Extracted data entries:
· · ·

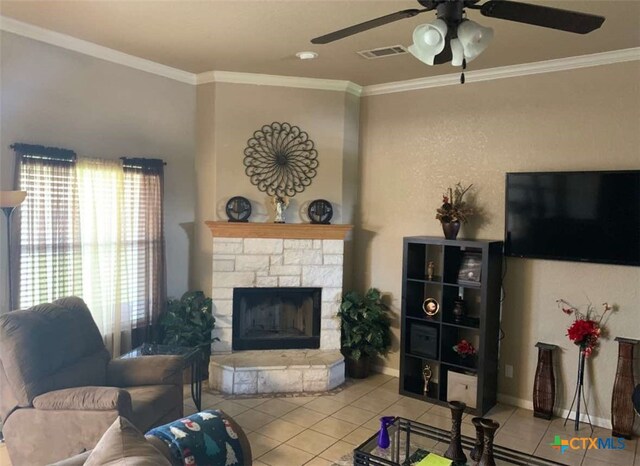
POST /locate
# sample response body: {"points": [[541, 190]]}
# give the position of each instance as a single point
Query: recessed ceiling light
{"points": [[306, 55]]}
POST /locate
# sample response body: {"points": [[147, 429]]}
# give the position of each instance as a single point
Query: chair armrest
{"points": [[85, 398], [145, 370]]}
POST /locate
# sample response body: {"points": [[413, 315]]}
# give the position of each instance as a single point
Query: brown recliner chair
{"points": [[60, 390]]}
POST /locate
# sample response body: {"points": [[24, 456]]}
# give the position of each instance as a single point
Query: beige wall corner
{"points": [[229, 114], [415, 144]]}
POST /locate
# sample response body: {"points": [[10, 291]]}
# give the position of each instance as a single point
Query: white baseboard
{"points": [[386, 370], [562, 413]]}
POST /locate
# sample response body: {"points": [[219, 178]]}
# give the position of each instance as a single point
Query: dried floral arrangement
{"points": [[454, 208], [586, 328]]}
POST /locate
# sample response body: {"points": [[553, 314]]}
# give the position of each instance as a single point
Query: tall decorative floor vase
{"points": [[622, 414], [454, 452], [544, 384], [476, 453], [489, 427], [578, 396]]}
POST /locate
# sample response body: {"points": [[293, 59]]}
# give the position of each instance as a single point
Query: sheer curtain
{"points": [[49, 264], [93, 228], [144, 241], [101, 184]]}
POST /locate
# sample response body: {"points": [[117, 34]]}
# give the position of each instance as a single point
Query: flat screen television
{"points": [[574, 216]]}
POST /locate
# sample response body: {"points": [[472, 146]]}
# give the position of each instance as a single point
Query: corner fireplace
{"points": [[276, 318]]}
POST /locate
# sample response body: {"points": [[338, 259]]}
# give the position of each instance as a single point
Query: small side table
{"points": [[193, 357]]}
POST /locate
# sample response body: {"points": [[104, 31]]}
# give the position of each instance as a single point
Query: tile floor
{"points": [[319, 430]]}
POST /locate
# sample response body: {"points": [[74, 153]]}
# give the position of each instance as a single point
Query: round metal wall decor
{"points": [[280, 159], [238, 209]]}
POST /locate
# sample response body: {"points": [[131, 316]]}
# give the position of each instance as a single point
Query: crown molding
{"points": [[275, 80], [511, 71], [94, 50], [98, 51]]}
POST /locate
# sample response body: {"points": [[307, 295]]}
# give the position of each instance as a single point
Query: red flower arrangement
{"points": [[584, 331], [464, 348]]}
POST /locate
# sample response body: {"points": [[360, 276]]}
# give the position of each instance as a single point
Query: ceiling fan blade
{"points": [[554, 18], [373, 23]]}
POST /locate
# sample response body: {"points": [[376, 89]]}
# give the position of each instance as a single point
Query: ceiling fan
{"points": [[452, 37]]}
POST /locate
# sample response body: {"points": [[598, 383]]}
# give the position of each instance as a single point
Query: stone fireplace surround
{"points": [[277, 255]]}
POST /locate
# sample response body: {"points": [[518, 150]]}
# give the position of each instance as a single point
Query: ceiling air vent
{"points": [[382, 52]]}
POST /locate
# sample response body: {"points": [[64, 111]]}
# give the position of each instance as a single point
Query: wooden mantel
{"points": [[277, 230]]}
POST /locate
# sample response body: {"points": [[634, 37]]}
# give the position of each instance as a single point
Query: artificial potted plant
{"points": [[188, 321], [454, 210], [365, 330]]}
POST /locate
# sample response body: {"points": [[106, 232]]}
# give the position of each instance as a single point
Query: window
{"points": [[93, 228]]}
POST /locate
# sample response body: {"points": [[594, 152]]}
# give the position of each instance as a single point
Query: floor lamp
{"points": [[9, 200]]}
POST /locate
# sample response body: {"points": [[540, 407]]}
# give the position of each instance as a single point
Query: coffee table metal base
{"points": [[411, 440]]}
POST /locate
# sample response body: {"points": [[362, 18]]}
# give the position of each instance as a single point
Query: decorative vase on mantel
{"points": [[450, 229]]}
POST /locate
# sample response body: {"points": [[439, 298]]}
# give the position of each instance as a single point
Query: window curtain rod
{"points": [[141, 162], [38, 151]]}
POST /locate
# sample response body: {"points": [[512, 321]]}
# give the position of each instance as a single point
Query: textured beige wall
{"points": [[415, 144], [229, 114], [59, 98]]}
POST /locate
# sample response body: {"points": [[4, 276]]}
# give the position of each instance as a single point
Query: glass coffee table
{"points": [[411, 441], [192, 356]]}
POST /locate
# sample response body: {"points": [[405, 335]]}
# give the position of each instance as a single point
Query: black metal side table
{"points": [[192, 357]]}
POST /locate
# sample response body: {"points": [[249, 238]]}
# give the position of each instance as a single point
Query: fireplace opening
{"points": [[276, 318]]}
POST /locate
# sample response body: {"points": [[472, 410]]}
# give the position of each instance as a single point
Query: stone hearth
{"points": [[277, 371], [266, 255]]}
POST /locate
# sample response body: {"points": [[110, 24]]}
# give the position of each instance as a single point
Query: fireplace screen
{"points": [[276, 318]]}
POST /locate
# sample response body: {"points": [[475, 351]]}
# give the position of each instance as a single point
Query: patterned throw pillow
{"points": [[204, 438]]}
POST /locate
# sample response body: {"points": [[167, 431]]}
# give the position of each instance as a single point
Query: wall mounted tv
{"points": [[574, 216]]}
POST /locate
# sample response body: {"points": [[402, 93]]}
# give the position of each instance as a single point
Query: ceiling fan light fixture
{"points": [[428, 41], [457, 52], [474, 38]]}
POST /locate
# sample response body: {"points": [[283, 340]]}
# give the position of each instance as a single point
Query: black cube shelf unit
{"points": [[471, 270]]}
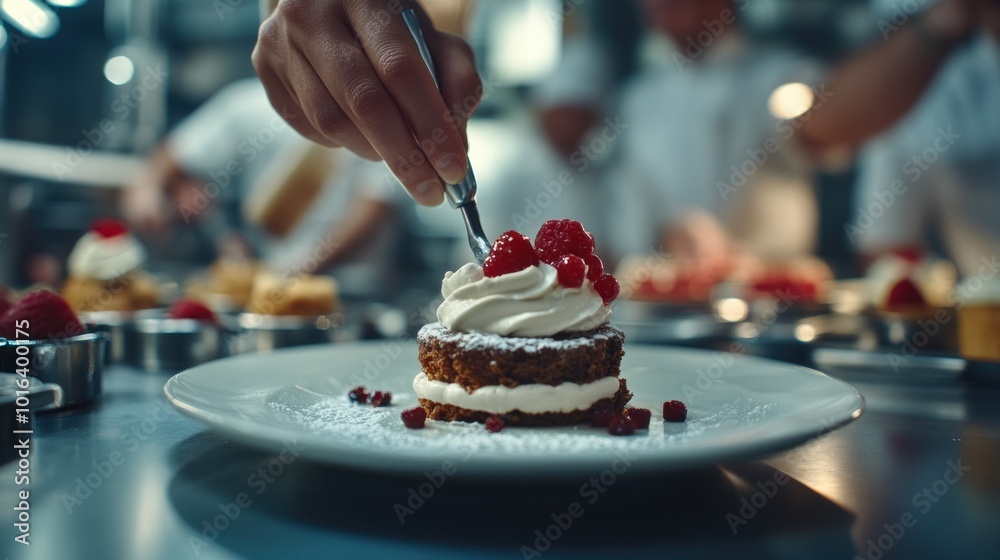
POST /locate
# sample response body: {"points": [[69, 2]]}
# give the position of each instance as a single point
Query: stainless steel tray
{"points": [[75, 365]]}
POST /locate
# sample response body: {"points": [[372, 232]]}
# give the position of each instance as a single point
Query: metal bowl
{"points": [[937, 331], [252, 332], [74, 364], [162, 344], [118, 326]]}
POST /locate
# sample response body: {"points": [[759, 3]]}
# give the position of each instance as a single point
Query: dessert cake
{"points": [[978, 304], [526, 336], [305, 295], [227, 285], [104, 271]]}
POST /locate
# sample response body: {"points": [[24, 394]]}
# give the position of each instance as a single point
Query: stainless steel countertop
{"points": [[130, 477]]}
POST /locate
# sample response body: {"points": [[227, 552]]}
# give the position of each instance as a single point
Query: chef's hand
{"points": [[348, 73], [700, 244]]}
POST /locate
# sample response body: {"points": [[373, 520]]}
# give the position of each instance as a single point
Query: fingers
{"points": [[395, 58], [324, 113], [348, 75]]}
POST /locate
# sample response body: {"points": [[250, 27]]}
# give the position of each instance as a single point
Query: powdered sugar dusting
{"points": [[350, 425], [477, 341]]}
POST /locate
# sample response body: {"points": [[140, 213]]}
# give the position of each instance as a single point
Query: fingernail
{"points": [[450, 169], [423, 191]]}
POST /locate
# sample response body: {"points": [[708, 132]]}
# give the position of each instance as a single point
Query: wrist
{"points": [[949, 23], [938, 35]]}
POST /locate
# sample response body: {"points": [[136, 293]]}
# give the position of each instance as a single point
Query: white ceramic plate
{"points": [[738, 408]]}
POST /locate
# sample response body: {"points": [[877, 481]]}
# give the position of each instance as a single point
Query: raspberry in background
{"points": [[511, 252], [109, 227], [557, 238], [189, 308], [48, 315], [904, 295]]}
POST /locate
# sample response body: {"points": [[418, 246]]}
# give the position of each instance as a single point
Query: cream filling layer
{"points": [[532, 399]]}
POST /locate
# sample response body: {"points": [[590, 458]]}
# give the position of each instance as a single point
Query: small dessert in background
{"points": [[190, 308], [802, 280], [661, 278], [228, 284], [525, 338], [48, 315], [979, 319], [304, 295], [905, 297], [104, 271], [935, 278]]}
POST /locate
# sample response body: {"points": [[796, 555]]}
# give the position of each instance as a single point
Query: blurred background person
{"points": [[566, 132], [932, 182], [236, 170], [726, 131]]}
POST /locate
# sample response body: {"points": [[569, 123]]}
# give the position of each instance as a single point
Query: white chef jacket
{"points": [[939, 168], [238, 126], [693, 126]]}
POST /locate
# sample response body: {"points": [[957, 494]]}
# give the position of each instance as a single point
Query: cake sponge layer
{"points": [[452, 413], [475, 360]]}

· · ·

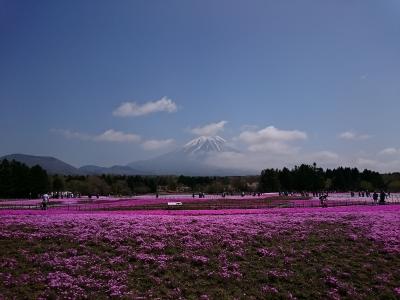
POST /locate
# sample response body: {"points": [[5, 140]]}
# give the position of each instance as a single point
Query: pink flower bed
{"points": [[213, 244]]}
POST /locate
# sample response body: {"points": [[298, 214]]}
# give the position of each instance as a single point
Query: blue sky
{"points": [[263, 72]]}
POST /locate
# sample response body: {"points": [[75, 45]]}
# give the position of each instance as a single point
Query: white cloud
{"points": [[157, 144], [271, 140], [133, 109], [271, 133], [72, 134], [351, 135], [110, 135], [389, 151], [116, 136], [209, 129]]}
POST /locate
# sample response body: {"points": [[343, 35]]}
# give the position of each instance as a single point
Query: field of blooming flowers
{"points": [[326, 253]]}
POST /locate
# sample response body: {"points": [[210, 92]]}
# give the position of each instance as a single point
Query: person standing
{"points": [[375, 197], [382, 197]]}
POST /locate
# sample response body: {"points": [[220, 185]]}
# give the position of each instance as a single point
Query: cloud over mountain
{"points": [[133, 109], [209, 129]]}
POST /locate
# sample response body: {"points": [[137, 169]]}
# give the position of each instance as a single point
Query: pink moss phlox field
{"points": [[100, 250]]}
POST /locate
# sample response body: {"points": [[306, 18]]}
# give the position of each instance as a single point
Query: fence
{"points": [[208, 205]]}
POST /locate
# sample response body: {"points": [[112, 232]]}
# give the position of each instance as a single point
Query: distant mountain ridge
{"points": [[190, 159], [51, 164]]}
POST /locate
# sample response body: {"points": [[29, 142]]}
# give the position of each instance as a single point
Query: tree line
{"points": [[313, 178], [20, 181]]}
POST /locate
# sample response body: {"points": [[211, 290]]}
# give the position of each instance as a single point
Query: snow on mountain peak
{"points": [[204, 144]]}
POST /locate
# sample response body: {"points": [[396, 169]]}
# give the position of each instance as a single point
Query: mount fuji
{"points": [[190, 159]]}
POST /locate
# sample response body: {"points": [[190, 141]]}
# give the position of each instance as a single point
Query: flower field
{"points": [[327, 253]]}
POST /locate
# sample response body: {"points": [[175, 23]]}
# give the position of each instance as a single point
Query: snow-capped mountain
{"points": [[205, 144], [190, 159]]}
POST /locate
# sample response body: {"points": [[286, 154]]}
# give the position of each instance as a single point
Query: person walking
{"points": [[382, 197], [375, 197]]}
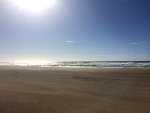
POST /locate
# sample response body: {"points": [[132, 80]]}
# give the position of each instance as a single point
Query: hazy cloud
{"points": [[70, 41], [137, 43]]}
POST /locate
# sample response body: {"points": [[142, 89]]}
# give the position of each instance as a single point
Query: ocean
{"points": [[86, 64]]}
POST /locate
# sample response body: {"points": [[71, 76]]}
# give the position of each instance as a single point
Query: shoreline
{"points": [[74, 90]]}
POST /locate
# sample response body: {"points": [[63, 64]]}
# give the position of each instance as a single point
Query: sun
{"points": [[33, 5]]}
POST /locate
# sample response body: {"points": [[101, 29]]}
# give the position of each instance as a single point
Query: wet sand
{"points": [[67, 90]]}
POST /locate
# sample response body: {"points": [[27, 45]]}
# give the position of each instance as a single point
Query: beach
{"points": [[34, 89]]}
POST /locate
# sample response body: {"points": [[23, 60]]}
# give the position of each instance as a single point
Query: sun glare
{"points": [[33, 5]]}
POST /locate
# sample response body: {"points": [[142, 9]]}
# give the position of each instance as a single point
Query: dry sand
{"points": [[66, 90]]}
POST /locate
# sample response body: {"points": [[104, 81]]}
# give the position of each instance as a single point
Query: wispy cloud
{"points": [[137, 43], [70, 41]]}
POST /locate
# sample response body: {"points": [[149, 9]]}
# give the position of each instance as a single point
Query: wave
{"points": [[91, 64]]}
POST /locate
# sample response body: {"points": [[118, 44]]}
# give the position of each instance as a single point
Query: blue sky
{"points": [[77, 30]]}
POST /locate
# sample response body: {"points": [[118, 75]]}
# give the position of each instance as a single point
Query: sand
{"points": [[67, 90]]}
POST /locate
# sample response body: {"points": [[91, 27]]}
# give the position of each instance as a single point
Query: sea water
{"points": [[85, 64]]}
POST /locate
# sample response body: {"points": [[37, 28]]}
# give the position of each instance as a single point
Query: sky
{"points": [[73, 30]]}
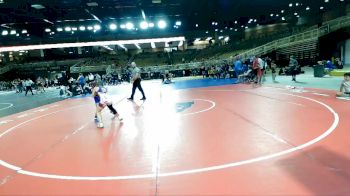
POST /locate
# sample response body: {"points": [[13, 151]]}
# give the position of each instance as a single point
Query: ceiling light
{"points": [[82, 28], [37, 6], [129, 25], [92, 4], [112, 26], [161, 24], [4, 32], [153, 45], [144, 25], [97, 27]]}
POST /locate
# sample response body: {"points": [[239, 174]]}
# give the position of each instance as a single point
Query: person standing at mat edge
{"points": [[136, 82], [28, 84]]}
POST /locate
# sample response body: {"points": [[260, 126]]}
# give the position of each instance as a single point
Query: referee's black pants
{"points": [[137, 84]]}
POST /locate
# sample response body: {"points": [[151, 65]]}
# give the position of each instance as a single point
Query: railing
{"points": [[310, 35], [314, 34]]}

· · ·

Report how many lines in the items contain the string "mountain", counting only matches with the same case. Give only the number.

> Solution for this exercise:
4